- [Описание задания] Верните дословно фрагмент отрывка о Ставрогине, который начинается со слов, содержащих «Если же речь», и заканчивается словами «находит себе выхода.».

Она не владеет непосредственно другим человеком, а должна снова и снова посещать его, оставаясь ему верной. Бог не дан ей непосредственно. Ее окружают лишь вещи и пустое пространство. Поэтому она может находить опору только в вере как таковой: принимать провозглашенное слово и — каждый раз заново — хранить ему верность. Она должна продержаться благодаря — как бы это выразить? — необычайно тонкому чувственному восприятию? едва ли оправданной надежде? чему-то обитающему в пустоте? И тем не менее — она должна собрать все силы, терпеть и служить, год за годом. Тогда возникнет истина, добросердечие, простота — скупо, сдержанно, но в кристальной чистоте. И нельзя не расслышать предвозвестия, что в пустоте постепенно образуется некая субстанция, что появляется нечто действенное, нечто смыслообразующее, но бесконечно далекое от витализма, психологии и тому подобного.
Но если этого не происходит, тогда пустота превращается в ничто. Тогда начинается распад. Тогда приходит бессильная агрессивность, «скрежет зубовный», страшное осознание бессмысленности всего на свете.
Если же речь идет к тому же о сильном человеке, то он замыкается. Его психологические познания столь обширны, опыт во всевозможных аспектах бытия столь универсален, рафинированность столь всеобъемлюща, что его уже не может убедить ни один аргумент. Ничто не задевает за живое, ибо все уже познано и для всего, что могло бы быть сказано, есть наготове другое толкование. Для Бога открыты все пути, но с человеческих позиций завоевание этой души больше не представляется возможным. Это существование уже не подлежит изменениям.
Но замкнутым делает его — Ничто. «За ним» не стоит решительно ничего. Ледяной, застывший страх не находит себе выхода.
Разумеется, возможность обращения существует вплоть до последнего дыхания. Но в общем контексте романа посещение Тихона предстает как решающий момент, следствием которого служит все дальнейшее развитие событий, включая самоубийство Ставрогина.
Анализируя образ Кириллова, мы высказали некоторые соображения о связи между взглядами Достоевского, Кьеркегора и Ницше. Мы подчеркнули, в частности, насколько полно соответствуют друг другу образы Кириллова и Заратустры. На примере же Ставрогина можно было бы продемонстрировать неменьшую близость творчества Достоевского идеям Кьеркегора. Уже некоторые черты Кириллова, а затем — и прежде всего — психология и теология образа Ставрогина могут послужить наглядной иллюстрацией к самой мрачной книге Кьеркегора - «Понятие страха». Последовательность стадий страха, процесс прогрессирующего самозамыкания, «ничто» и демоническое прорисовываются здесь с парадигматической четкостью. Но здесь мы лишены возможности остановиться на этом подробнее.

- [Записи данных]
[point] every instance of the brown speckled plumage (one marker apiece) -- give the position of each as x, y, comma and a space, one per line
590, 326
==
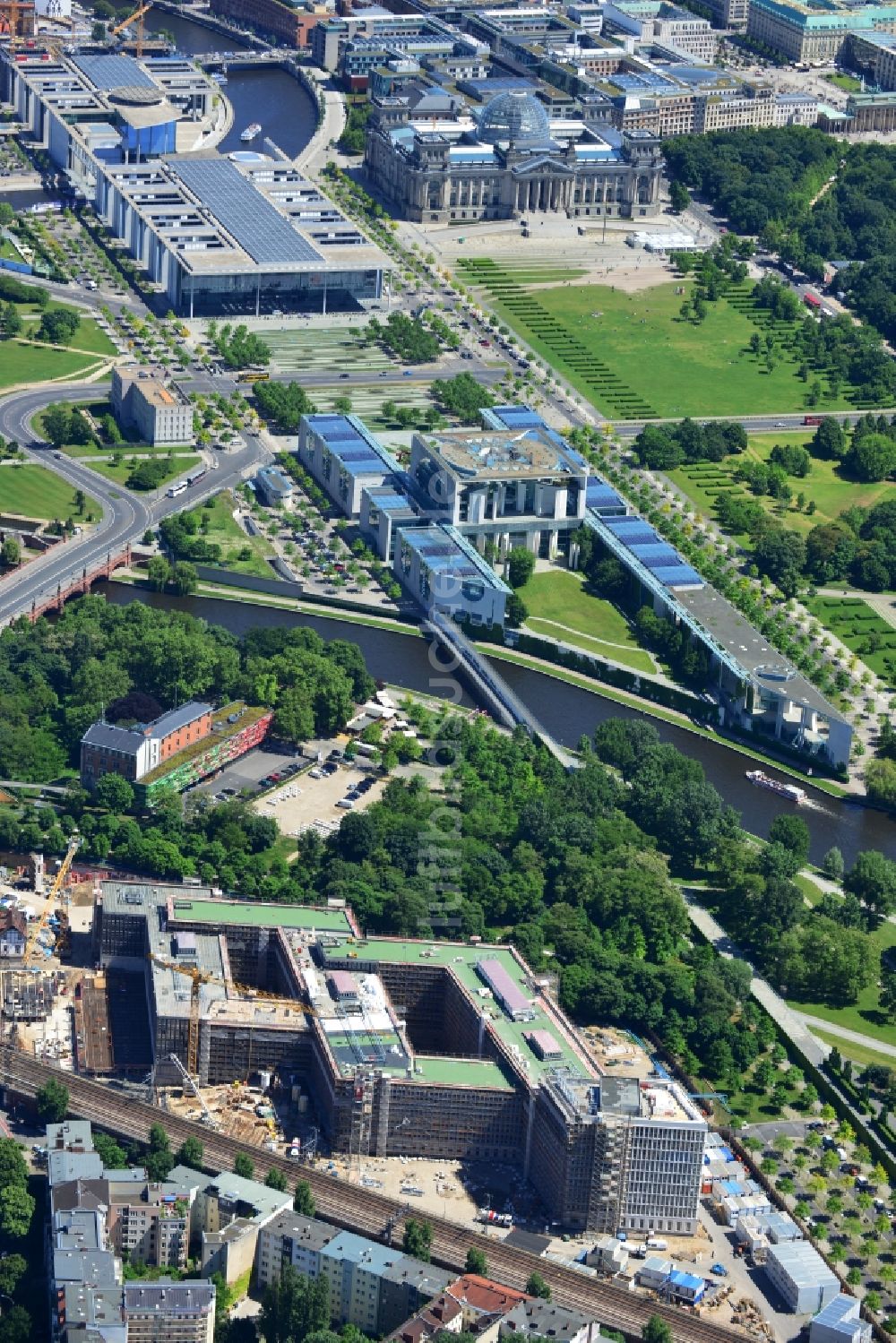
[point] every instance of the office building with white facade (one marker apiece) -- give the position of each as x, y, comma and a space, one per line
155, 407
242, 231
---
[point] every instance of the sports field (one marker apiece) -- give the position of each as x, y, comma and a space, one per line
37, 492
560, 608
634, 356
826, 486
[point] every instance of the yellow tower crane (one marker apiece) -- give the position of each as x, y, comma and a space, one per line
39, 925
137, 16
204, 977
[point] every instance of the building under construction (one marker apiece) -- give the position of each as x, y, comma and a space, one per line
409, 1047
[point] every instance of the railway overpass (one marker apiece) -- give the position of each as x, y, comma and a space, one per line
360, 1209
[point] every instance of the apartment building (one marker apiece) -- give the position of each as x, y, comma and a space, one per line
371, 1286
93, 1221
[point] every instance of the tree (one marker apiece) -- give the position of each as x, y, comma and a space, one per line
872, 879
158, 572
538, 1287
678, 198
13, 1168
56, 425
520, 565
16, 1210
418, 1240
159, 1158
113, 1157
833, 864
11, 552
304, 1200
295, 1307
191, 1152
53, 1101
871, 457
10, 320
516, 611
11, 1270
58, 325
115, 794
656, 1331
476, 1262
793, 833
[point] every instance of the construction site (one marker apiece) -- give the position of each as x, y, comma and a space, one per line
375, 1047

- [Решение]
Если же речь идет к тому же о сильном человеке, то он замыкается. Его психологические познания столь обширны, опыт во всевозможных аспектах бытия столь универсален, рафинированность столь всеобъемлюща, что его уже не может убедить ни один аргумент. Ничто не задевает за живое, ибо все уже познано и для всего, что могло бы быть сказано, есть наготове другое толкование. Для Бога открыты все пути, но с человеческих позиций завоевание этой души больше не представляется возможным. Это существование уже не подлежит изменениям.
Но замкнутым делает его — Ничто. «За ним» не стоит решительно ничего. Ледяной, застывший страх не находит себе выхода.